--- start RECORDS TO PROCESS ---

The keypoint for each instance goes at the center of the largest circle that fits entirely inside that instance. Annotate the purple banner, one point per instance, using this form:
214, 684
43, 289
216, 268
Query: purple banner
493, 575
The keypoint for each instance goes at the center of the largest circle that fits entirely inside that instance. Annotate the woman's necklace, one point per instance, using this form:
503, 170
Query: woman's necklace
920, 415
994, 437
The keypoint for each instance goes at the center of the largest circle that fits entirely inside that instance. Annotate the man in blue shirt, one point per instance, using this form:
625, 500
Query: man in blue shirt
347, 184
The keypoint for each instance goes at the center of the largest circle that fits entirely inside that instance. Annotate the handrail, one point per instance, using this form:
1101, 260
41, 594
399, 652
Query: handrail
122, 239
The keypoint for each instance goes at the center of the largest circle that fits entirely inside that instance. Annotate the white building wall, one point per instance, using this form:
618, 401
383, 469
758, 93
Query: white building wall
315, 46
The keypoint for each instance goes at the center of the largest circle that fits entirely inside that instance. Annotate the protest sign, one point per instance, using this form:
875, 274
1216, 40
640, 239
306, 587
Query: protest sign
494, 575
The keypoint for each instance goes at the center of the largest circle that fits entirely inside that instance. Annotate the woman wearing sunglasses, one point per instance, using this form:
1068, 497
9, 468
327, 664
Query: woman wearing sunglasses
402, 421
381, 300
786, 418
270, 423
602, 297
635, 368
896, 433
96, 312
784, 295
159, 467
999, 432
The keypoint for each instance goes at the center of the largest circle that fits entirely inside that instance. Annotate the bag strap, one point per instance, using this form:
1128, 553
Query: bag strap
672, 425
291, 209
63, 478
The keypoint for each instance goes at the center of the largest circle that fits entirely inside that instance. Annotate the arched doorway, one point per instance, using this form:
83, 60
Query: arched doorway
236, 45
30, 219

--- end RECORDS TO PROCESS ---
--- start RECORDS TO PROCESS ---

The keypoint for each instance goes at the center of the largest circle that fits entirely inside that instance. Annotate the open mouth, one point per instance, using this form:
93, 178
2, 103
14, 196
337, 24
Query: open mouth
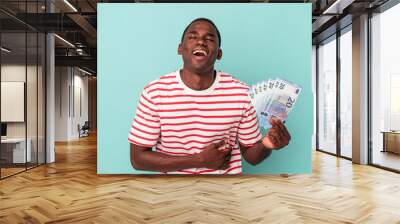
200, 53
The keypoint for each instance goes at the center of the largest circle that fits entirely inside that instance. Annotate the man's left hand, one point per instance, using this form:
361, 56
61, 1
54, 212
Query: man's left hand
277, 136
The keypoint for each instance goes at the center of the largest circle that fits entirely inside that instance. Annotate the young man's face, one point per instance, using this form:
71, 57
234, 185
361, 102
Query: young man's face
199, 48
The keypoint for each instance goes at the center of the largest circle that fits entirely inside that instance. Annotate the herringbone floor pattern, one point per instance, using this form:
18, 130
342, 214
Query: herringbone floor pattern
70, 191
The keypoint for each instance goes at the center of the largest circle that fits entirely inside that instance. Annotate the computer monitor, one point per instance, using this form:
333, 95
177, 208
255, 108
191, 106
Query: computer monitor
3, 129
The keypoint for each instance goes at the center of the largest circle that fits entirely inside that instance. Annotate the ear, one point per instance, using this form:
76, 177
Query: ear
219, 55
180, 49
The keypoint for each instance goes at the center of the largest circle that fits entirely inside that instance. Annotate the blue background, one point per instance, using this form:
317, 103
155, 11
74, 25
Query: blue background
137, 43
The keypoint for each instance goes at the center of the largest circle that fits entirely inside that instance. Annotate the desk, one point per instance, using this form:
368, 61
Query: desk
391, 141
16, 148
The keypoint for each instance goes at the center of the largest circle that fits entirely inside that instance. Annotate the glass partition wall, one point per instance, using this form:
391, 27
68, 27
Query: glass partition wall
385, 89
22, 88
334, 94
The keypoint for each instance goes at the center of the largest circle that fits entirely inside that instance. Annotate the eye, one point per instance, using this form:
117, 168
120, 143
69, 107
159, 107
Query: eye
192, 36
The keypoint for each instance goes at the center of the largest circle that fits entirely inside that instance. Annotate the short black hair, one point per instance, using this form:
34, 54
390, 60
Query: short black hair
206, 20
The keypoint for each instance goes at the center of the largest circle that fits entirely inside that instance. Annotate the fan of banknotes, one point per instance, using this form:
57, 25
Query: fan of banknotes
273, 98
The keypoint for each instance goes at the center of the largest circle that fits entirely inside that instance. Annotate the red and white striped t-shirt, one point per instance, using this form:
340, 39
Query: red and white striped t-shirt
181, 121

--- end RECORDS TO PROCESS ---

Please copy out every line above that contains the word "arched".

The keypoint for each instance goes at the center of the largest circle that fits entirely inside that instance. Annotate the arched doorway, one point per instance, using this form:
Query: arched doorway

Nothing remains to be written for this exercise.